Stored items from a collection
###

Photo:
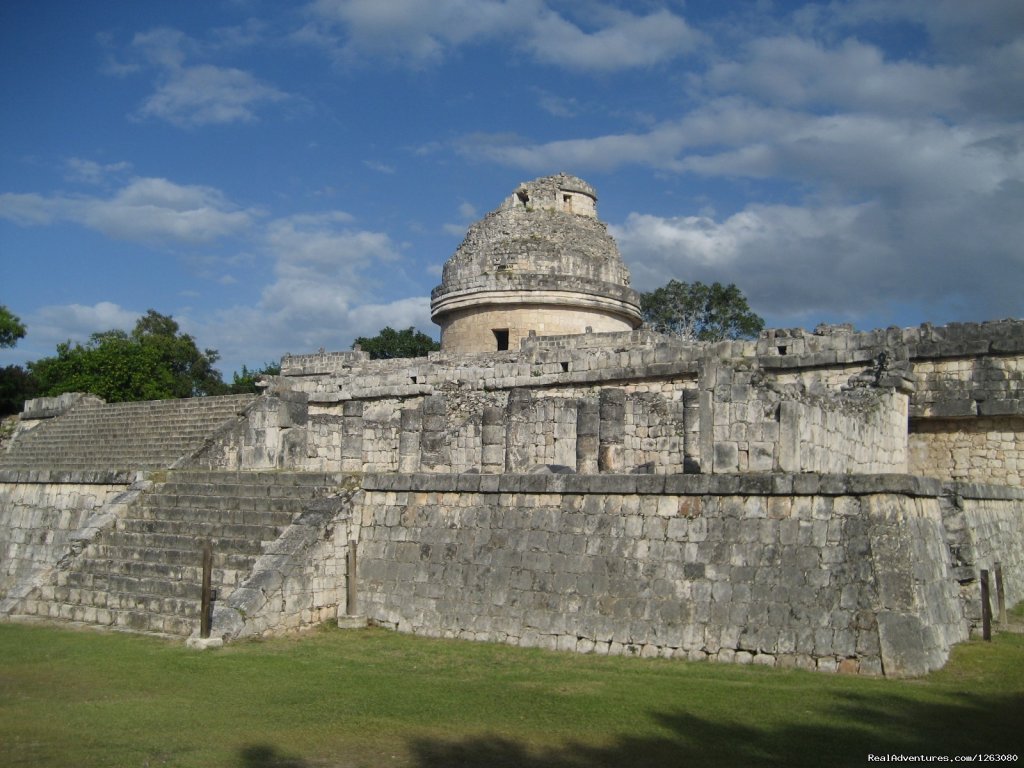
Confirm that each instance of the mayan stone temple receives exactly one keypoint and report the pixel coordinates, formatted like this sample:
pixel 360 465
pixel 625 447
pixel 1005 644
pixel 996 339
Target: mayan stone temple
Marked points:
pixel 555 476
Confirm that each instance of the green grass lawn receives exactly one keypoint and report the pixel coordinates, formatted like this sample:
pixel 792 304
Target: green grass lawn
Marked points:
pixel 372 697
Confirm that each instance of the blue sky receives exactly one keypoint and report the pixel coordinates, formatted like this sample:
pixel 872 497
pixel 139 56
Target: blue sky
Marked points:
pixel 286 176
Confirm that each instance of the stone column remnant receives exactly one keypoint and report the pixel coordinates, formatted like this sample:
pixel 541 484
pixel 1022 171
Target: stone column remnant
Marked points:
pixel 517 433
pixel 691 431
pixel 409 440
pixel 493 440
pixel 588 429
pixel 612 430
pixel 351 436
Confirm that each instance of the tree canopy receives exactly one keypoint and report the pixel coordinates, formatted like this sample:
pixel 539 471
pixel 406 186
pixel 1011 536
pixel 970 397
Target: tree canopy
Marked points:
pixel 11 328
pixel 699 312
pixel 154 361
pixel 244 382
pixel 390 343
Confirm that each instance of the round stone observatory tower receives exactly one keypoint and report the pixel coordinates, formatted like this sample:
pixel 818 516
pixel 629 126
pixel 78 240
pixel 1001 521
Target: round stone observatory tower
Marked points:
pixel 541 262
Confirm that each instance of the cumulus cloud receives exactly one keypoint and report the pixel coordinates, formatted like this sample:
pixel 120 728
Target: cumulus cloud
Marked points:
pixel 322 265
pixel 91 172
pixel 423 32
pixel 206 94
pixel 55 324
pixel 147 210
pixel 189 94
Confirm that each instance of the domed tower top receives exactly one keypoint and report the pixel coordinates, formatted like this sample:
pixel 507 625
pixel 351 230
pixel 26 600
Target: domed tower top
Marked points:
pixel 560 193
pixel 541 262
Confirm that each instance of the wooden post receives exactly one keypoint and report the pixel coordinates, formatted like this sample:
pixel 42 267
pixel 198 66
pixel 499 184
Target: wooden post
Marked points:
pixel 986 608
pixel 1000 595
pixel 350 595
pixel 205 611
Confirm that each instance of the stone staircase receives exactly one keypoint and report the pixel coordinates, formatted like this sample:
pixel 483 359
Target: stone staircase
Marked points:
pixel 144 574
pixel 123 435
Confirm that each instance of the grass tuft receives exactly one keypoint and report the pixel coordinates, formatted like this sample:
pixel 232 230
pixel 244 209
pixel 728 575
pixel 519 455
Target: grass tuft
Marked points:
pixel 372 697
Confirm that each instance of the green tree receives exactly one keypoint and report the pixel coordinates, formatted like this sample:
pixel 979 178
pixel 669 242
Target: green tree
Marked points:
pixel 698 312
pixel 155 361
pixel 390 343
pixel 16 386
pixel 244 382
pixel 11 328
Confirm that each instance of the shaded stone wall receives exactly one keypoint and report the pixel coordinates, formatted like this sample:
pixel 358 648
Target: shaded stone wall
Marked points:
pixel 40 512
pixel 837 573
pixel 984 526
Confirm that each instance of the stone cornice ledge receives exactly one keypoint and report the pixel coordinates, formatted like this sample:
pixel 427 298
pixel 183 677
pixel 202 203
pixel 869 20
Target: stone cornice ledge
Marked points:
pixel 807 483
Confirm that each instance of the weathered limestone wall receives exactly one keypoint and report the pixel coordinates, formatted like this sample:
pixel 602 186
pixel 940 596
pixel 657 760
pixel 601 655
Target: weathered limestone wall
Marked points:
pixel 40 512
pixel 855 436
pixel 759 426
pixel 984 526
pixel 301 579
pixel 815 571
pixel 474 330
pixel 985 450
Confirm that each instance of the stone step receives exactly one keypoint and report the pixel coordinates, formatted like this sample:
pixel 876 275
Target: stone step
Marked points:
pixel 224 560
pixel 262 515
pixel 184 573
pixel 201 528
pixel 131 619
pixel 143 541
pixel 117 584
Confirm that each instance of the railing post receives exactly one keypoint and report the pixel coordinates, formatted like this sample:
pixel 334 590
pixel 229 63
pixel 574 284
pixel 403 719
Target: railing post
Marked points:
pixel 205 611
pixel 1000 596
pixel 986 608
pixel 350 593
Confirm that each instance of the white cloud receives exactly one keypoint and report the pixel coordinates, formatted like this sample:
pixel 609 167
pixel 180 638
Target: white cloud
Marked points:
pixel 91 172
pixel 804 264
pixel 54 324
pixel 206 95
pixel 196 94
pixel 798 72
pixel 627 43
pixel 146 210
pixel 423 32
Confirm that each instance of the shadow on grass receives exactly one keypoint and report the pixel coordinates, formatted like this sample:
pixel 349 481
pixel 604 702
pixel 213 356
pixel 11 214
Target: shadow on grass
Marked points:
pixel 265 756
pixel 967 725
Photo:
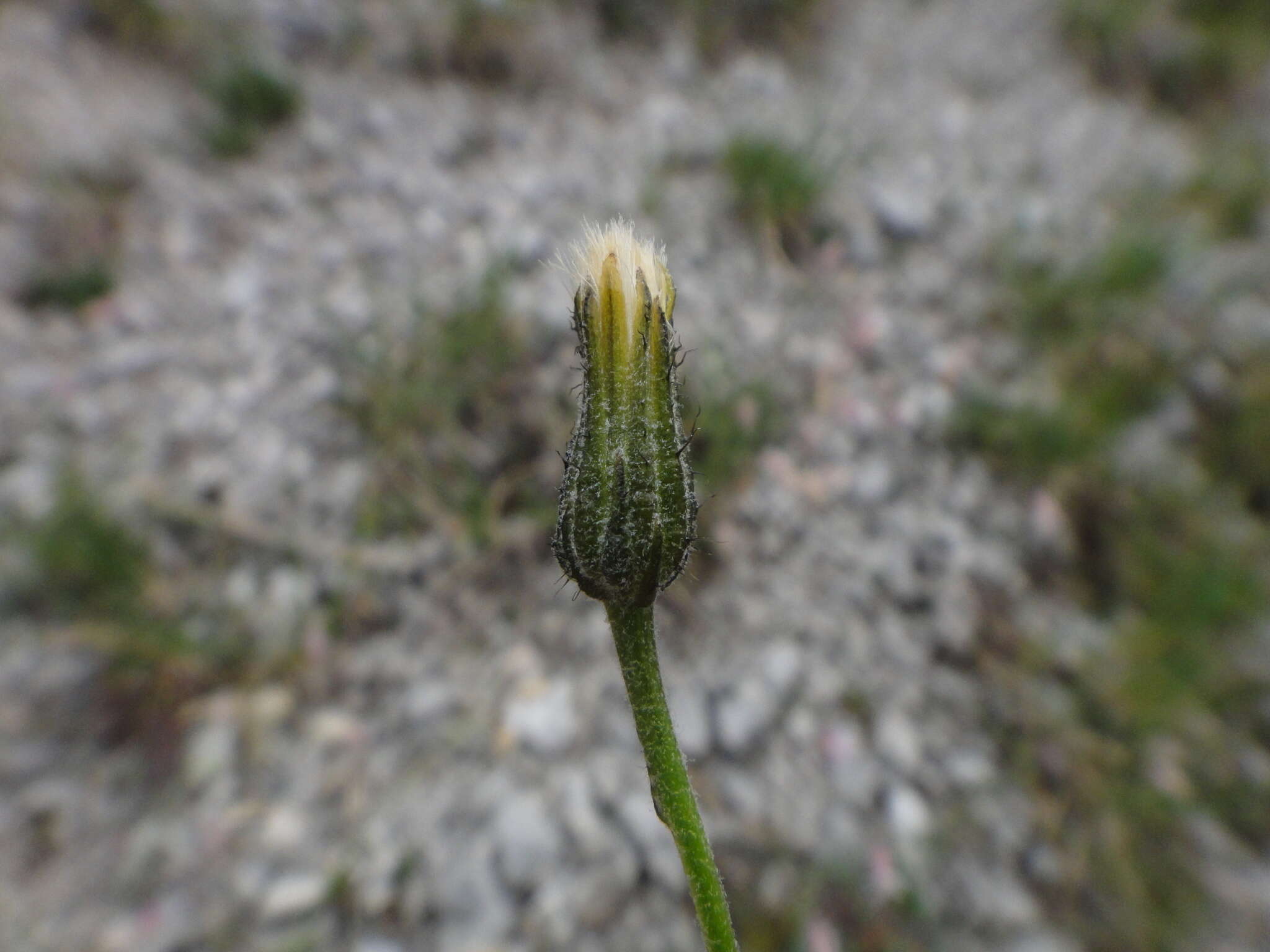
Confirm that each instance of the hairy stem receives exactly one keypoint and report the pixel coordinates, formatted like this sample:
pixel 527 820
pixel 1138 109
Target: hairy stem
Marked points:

###

[Assignment]: Please reproduce, word for word, every line from the first line of the records above through the line containing "Target: stone column remnant", and leave out the pictures.

[Answer section]:
Photo:
Confirm that each instance of the mayan stone temple receives exactly one keypoint and report the pixel coordinates, formatted like this sample:
pixel 360 465
pixel 625 447
pixel 1005 644
pixel 996 339
Target: mayan stone temple
Marked points:
pixel 555 476
Confirm that each instance of the green grass lawn receives exactly one keypoint and report the pixel coordinates, formatted like this sample:
pixel 792 304
Target: green grass lawn
Marked points:
pixel 372 697
Confirm that each instance of the blue sky receives exactly one keypoint and report the pixel coordinates, formatted like this sample:
pixel 872 497
pixel 139 56
Target: blue sky
Marked points:
pixel 286 176
Confirm that each instance of the stone column remnant receives exactly one keypoint and report the pixel coordinates, formatted like this sample:
pixel 541 484
pixel 1022 171
Target: stone column remnant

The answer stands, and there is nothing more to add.